Set problem :: The lines to extract begin at the line that contains "Spot the metal" and run through the last line of the listing; reproduce them exactly, minus any pictures.

-- start of Material for the task --

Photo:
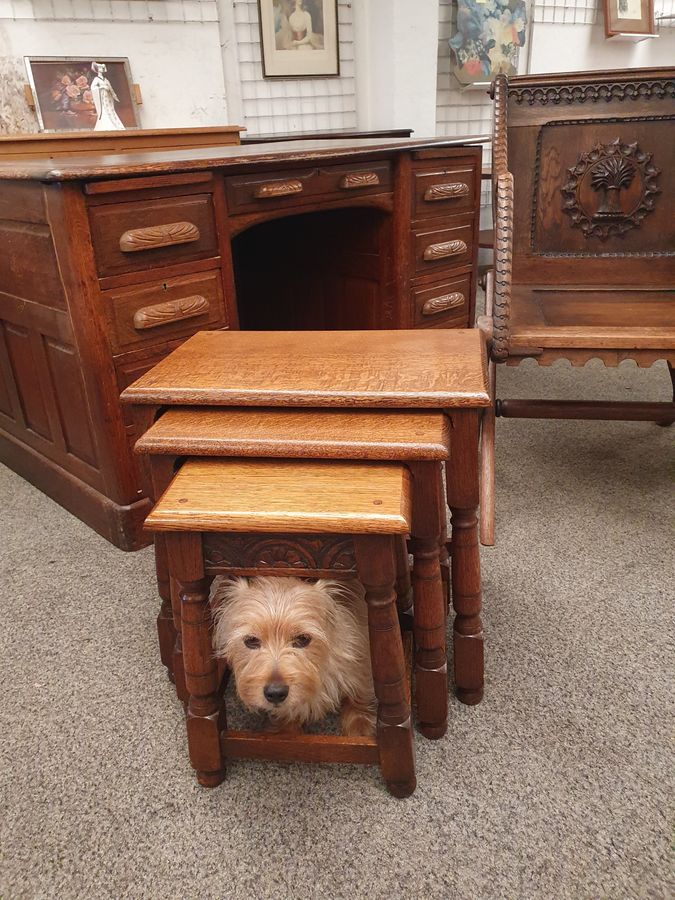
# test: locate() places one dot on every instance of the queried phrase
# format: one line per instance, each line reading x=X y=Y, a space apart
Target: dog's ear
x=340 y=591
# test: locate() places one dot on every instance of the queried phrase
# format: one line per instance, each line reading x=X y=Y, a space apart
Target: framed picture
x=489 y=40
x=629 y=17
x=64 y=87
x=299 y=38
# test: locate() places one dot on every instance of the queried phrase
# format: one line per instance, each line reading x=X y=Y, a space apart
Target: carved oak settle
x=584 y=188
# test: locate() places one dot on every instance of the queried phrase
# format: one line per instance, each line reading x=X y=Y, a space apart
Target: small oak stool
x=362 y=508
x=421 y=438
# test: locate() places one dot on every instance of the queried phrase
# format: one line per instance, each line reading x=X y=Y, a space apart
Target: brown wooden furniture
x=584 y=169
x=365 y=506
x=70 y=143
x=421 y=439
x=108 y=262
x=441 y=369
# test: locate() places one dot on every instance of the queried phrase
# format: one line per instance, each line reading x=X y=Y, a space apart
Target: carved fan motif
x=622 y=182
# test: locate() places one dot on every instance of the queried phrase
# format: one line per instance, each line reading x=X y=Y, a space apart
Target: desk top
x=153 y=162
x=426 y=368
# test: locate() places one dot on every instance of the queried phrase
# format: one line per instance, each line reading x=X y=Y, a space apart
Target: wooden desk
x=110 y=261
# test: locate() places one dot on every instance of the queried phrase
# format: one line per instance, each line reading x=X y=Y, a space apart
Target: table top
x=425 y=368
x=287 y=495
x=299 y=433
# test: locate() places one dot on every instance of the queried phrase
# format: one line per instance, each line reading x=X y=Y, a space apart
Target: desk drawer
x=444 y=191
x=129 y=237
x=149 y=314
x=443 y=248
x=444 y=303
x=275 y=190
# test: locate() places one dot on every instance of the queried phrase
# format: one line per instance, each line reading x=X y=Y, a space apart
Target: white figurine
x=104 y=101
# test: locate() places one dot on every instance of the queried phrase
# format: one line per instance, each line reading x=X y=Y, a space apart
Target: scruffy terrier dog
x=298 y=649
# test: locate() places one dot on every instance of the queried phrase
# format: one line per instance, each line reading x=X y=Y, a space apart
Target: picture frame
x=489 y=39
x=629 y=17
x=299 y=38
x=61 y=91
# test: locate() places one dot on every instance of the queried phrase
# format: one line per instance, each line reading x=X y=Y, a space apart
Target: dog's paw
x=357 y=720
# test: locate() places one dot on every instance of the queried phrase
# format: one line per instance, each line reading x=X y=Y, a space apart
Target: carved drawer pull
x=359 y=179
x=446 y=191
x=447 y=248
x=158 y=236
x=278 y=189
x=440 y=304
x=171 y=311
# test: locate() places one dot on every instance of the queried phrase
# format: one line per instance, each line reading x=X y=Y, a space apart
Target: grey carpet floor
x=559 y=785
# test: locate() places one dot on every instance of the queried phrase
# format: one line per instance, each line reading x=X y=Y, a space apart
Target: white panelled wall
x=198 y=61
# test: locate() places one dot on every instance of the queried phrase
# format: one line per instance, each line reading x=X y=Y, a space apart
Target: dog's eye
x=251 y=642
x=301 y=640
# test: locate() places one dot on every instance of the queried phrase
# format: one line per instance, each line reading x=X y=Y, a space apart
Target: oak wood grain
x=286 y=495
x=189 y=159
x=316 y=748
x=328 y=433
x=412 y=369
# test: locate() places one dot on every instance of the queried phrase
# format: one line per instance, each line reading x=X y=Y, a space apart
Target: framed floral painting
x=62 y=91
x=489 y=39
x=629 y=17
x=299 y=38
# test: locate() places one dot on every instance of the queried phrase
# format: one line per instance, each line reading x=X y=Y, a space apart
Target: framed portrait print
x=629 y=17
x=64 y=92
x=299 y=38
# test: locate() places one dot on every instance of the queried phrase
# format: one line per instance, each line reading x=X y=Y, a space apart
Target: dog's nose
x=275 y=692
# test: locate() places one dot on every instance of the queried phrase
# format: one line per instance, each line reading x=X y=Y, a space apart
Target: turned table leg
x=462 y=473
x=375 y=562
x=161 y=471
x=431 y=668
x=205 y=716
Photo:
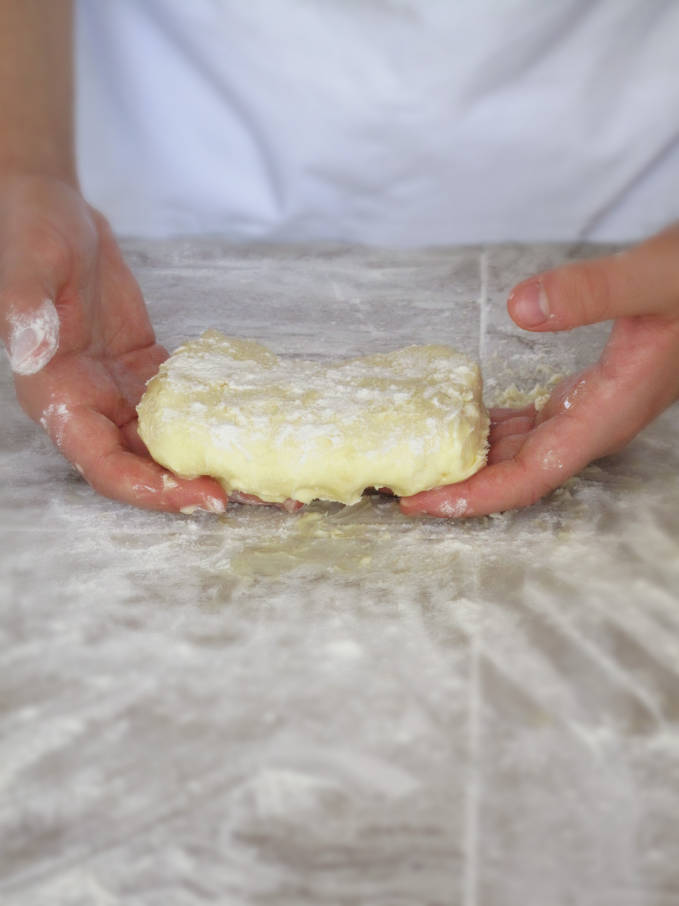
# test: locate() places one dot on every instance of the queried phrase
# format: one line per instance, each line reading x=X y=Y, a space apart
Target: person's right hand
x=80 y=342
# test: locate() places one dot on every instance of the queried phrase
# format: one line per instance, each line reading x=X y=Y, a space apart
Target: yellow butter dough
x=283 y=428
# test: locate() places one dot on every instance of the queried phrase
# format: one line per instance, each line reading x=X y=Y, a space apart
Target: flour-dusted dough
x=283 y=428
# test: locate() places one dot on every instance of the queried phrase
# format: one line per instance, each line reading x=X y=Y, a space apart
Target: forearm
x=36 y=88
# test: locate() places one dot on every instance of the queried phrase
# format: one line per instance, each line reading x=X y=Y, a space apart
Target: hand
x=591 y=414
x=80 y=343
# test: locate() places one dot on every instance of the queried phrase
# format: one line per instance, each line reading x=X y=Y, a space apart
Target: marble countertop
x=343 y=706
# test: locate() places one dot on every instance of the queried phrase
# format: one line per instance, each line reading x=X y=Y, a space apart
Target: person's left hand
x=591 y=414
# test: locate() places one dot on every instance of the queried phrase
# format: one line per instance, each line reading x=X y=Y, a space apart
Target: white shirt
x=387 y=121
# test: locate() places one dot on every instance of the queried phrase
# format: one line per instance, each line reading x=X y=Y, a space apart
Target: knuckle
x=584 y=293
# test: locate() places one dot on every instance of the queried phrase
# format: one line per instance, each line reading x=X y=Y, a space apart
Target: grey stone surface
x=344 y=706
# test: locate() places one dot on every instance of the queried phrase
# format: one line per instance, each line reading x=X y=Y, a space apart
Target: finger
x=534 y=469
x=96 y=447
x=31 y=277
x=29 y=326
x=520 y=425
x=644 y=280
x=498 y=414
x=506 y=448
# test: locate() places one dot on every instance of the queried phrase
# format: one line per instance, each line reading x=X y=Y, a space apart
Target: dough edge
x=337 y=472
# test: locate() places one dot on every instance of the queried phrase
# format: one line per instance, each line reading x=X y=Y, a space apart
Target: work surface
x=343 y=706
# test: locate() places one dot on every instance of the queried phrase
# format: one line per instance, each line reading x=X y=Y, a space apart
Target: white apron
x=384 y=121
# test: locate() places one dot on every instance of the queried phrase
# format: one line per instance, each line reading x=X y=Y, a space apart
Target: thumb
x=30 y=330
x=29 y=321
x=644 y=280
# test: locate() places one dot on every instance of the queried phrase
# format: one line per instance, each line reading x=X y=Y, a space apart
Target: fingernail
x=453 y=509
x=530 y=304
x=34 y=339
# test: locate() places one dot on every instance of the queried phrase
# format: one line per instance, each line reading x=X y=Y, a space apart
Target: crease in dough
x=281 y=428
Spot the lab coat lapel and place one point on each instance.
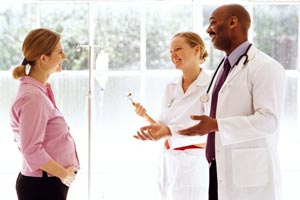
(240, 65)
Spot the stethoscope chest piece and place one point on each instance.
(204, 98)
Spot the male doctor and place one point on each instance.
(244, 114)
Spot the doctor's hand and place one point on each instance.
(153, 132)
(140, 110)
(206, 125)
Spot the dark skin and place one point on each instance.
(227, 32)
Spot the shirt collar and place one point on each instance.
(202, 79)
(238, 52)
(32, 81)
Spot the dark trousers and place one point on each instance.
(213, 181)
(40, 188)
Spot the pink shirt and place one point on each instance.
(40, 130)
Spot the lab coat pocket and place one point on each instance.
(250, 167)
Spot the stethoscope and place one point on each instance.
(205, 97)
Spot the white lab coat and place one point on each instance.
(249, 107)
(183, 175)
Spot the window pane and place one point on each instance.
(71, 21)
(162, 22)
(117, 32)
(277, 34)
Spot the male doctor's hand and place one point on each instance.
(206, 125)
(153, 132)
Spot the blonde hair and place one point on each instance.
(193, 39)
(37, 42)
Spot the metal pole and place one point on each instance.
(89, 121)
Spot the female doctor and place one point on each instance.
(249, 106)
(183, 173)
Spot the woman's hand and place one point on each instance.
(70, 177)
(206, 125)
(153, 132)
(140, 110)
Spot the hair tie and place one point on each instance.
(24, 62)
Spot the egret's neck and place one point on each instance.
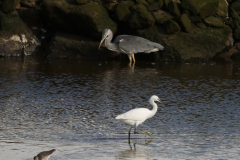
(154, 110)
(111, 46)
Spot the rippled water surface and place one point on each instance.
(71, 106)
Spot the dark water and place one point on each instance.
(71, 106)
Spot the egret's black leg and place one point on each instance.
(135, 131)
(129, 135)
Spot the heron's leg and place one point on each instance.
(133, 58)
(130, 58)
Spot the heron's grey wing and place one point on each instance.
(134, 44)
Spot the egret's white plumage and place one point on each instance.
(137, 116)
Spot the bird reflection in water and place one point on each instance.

-- end of Material for the task --

The answer ::
Spot the metal pole and place one point on each instance.
(89, 121)
Spot the female doctor and place one point on each instance.
(249, 106)
(183, 173)
Spot the woman's hand and place one point on each instance.
(70, 177)
(206, 125)
(153, 132)
(140, 110)
Spot the hair tie and place one point on each instance.
(24, 62)
Spot the egret's neck and place one point on each instance.
(154, 110)
(111, 46)
Spot the rippled water surface and place one point on each instance.
(71, 106)
Spot the dark water and place one point on each instance.
(71, 106)
Spot the egret's black leg and place one point on each instance.
(135, 131)
(129, 135)
Spot the heron's leg and place one point on each instance.
(133, 58)
(130, 58)
Spot the heron's grey wing and place one point on each instance.
(134, 44)
Spot the egret's white plumage and place one point on each instance.
(137, 116)
Spot the bird reflection in water and place one point on each instance.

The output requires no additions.